Material provided:
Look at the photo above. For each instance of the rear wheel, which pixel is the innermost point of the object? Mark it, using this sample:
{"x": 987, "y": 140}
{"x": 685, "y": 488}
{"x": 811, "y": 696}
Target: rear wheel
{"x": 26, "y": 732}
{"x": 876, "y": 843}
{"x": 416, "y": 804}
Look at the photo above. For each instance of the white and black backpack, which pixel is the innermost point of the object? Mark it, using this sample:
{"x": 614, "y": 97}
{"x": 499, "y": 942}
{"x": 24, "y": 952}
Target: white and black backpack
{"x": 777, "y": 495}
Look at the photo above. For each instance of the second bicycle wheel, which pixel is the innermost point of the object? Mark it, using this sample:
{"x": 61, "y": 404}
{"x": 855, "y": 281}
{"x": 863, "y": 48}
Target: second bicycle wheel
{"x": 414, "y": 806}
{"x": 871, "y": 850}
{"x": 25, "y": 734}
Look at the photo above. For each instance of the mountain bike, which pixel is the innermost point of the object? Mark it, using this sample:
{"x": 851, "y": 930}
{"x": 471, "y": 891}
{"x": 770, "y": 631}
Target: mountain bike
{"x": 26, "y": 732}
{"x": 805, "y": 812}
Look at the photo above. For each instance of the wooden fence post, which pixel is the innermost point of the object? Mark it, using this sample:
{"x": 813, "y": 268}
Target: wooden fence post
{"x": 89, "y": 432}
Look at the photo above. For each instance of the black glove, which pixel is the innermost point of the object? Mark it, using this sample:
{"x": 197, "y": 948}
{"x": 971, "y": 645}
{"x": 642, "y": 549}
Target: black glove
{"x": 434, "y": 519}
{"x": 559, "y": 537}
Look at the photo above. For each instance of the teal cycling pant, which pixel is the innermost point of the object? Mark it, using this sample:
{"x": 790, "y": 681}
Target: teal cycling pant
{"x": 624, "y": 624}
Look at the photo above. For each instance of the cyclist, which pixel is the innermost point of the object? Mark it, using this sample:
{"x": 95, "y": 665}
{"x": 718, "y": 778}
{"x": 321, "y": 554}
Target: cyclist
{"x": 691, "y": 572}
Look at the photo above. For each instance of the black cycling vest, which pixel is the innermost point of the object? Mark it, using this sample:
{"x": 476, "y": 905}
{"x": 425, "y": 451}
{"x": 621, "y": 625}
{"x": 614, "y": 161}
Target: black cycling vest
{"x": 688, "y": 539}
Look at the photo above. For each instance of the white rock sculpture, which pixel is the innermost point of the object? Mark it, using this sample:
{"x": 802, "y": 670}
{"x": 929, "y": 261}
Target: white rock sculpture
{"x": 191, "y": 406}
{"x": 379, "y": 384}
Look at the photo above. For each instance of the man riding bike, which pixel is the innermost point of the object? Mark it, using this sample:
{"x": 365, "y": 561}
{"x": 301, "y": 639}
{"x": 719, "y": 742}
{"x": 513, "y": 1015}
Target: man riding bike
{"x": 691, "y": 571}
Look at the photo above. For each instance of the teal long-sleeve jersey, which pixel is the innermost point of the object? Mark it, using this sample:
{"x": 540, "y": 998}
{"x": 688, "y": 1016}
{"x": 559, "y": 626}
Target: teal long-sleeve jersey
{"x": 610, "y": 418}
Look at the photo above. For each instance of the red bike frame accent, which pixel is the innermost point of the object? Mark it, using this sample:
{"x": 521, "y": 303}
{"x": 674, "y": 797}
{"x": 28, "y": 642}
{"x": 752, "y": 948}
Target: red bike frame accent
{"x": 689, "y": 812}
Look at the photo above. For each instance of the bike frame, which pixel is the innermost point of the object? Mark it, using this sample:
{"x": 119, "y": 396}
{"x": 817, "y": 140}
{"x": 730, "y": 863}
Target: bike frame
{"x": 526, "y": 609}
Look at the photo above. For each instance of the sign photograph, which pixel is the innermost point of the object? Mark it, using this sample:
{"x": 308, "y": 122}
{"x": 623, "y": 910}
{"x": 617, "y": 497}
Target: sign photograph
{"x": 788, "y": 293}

What you should do: Return the entire listing above, reproducing every line without any change.

Answer to this task:
Look at the photo above. For each instance of the rear wheel, which pixel is the innermost point of the object? Mark it, using this sample:
{"x": 987, "y": 140}
{"x": 685, "y": 488}
{"x": 811, "y": 696}
Target: rear wheel
{"x": 26, "y": 732}
{"x": 876, "y": 843}
{"x": 416, "y": 804}
Look at the photo above. For each instance of the white and black backpack, which pixel is the innermost point of the object? Mark it, using this sample:
{"x": 614, "y": 97}
{"x": 499, "y": 942}
{"x": 24, "y": 952}
Target: white and black backpack
{"x": 777, "y": 495}
Look at the photo above. For each instance of the second bicycle wheel, which pixel is the innermost point of the object? Mark it, using this sample:
{"x": 61, "y": 404}
{"x": 855, "y": 281}
{"x": 863, "y": 48}
Target: second bicycle wheel
{"x": 414, "y": 806}
{"x": 871, "y": 850}
{"x": 25, "y": 734}
Look at the photo above. For each instance of the mountain bike, which pixel is the innermost point of the object? Mark it, using this sample:
{"x": 851, "y": 930}
{"x": 471, "y": 891}
{"x": 770, "y": 631}
Target: mountain bike
{"x": 26, "y": 732}
{"x": 805, "y": 812}
Look at the photo above. For each instance of the wooden fence post, which pixel is the innermost point of the object? Mark it, using this sample:
{"x": 813, "y": 268}
Target: wooden fence post
{"x": 89, "y": 432}
Look at the photo above. For each instance of the black glove, which pixel is the innermost point of the object? Mark it, using this sample:
{"x": 197, "y": 948}
{"x": 971, "y": 645}
{"x": 642, "y": 549}
Target: black glove
{"x": 434, "y": 519}
{"x": 559, "y": 537}
Look at the photo above. For each instance of the teal cycling pant, which pixel is the innermost point of the object? Mark it, using this sample:
{"x": 790, "y": 681}
Target: teal cycling pant
{"x": 624, "y": 624}
Look at the photo above. For each instance of the cyclist, which pixel is the innermost point of the object? Mark it, using this sample:
{"x": 95, "y": 665}
{"x": 718, "y": 778}
{"x": 321, "y": 554}
Target: cyclist
{"x": 691, "y": 572}
Look at the photo above. For each instance of the black cycling vest, which pixel is the innermost point of the object? Mark it, using this sample:
{"x": 476, "y": 905}
{"x": 425, "y": 451}
{"x": 621, "y": 625}
{"x": 614, "y": 161}
Target: black cycling vest
{"x": 688, "y": 539}
Look at the photo above. For each instance of the white rock sculpture, which pixel is the innermost point of the object? Mark it, using this sample:
{"x": 802, "y": 670}
{"x": 929, "y": 261}
Target: white rock sculpture
{"x": 191, "y": 406}
{"x": 379, "y": 384}
Look at the photo above. For each instance of the man riding bike, which pixel is the innermost point of the object? Mark it, using this sample:
{"x": 365, "y": 561}
{"x": 301, "y": 639}
{"x": 719, "y": 742}
{"x": 513, "y": 1015}
Target: man riding bike
{"x": 691, "y": 571}
Look at the photo above. For each instance of the teal long-sleeve jersey, which pixel is the innermost point of the object? Mark it, using this sample:
{"x": 540, "y": 998}
{"x": 688, "y": 1016}
{"x": 559, "y": 626}
Target: teal long-sleeve jersey
{"x": 610, "y": 418}
Look at the photo above. For each instance of the red bike frame accent, which pixel is the innermost point of the object? Mark it, using this sample:
{"x": 521, "y": 303}
{"x": 674, "y": 797}
{"x": 28, "y": 642}
{"x": 752, "y": 948}
Target: red bike frame accent
{"x": 689, "y": 812}
Look at the photo above. For each instance of the bike frame, which pixel is the innermost point of the object? Mark it, using this sample:
{"x": 119, "y": 396}
{"x": 817, "y": 140}
{"x": 730, "y": 863}
Target: bike frame
{"x": 526, "y": 609}
Look at the photo above. For each instance of the sign photograph, which pixel is the innermost point of the object? Mark it, using this sample:
{"x": 308, "y": 122}
{"x": 623, "y": 910}
{"x": 617, "y": 497}
Target: sign photograph
{"x": 788, "y": 293}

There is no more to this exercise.